#### Extracto de página
---+---

De hecho, el propio ecosistema le busca su sitio y también se adapta a él hasta que llega la mano del hombre a perturbar ese equilibrio. José Manuel Menéndez, de Senda Nova, lo explica con un ejemplo muy gráfico que vio en Redes (Asturias). Estaba de caminata con otros compañeros y uno de ellos llevaba a su pastor alemán. Había varias vacas pastando, la mayoría de especies que se han introducido por su producción cárnica y, en medio, una casina, que es una variedad autóctona de la montaña asturiana, bastante huesuda y, por tanto, menos productiva. Mientras el resto ni se inmutaron, «plantou os pelos coma se fose un gato». Había visto en el inofensivo perro, poco más que un cachorro a ese enemigo natural y estaba activando sus mecanismos de defensa, desarrollados y transmitidos durante cientos de generaciones habituadas al territorio.

El ser humano, a su manera, ha hecho lo mismo, porque no hay que olvidarse de que la depredación porque sí, de tipo lúdico, por llamarla de alguna manera, es algo muy reciente en el conjunto de la evolución de la especie, apenas tiene unos pocos miles de años. Matar siempre ha tenido el sentido de satisfacer necesidades, bien de seguridad o de alimentación, de supervivencia al fin y al cabo.

En pleno siglo XXI esa necesidad de supervivencia debería estar enfocada en el sentido de proteger el medio que nos rodea en la medida de lo posible y no en el de seguir alterándolo de manera irremediable. El camino contrario lleva, inexorablemente, a que el malo del cuento no sea el lobo, sino otro depredador con menos pelo y que anda sobre dos patas.

---+---

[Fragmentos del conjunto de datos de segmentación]
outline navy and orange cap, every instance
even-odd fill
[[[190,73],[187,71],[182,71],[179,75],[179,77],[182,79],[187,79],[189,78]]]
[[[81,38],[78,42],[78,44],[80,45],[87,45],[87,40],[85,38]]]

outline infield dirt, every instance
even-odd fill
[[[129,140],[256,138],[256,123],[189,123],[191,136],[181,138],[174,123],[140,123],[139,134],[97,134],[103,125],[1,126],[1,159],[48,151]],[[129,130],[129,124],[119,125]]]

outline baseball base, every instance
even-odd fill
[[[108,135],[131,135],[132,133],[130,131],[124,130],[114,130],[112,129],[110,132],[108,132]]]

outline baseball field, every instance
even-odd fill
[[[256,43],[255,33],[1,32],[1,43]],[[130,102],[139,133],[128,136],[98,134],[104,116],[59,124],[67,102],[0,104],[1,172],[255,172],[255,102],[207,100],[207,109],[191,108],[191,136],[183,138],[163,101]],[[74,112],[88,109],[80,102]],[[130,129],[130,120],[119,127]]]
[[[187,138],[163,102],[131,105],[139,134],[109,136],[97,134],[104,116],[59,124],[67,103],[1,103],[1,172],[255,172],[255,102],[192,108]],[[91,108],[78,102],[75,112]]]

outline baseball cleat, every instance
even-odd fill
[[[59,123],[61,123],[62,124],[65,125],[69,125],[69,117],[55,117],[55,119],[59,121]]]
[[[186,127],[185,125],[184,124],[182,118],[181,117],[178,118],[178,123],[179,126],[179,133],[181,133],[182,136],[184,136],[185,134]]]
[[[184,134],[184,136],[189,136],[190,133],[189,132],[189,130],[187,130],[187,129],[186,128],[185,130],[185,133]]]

---+---

#### Tareas del ejercicio
**A.** Vuelve a escribir un tramo del extracto de página: comienza en las palabras que contienen "De hecho, el" y termina después de "habituadas al territorio.".
**B.** Sustituye "every instance" por "all instances" en todo el listado y reprodúcelo sin ningún otro cambio.

#### Soluciones
**A.**
De hecho, el propio ecosistema le busca su sitio y también se adapta a él hasta que llega la mano del hombre a perturbar ese equilibrio. José Manuel Menéndez, de Senda Nova, lo explica con un ejemplo muy gráfico que vio en Redes (Asturias). Estaba de caminata con otros compañeros y uno de ellos llevaba a su pastor alemán. Había varias vacas pastando, la mayoría de especies que se han introducido por su producción cárnica y, en medio, una casina, que es una variedad autóctona de la montaña asturiana, bastante huesuda y, por tanto, menos productiva. Mientras el resto ni se inmutaron, «plantou os pelos coma se fose un gato». Había visto en el inofensivo perro, poco más que un cachorro a ese enemigo natural y estaba activando sus mecanismos de defensa, desarrollados y transmitidos durante cientos de generaciones habituadas al territorio.

**B.**
outline navy and orange cap, all instances
even-odd fill
[[[190,73],[187,71],[182,71],[179,75],[179,77],[182,79],[187,79],[189,78]]]
[[[81,38],[78,42],[78,44],[80,45],[87,45],[87,40],[85,38]]]

outline infield dirt, all instances
even-odd fill
[[[129,140],[256,138],[256,123],[189,123],[191,136],[181,138],[174,123],[140,123],[139,134],[97,134],[103,125],[1,126],[1,159],[48,151]],[[129,130],[129,124],[119,125]]]

outline baseball base, all instances
even-odd fill
[[[108,135],[131,135],[132,133],[130,131],[124,130],[114,130],[112,129],[110,132],[108,132]]]

outline baseball field, all instances
even-odd fill
[[[256,43],[255,33],[1,32],[1,43]],[[130,102],[139,133],[128,136],[98,134],[104,116],[59,124],[67,102],[0,104],[1,172],[255,172],[255,102],[207,100],[207,109],[191,108],[191,136],[183,138],[163,101]],[[74,112],[88,109],[80,102]],[[130,129],[130,120],[119,127]]]
[[[187,138],[163,102],[131,105],[139,134],[109,136],[97,134],[104,116],[59,124],[67,103],[1,103],[1,172],[255,172],[255,102],[192,108]],[[91,108],[78,102],[75,112]]]

outline baseball cleat, all instances
even-odd fill
[[[59,123],[61,123],[62,124],[65,125],[69,125],[69,117],[55,117],[55,119],[59,121]]]
[[[186,127],[185,125],[184,124],[182,118],[181,117],[178,118],[178,123],[179,126],[179,133],[181,133],[182,136],[184,136],[185,134]]]
[[[184,134],[184,136],[189,136],[190,133],[189,132],[189,130],[187,130],[187,129],[186,128],[185,130],[185,133]]]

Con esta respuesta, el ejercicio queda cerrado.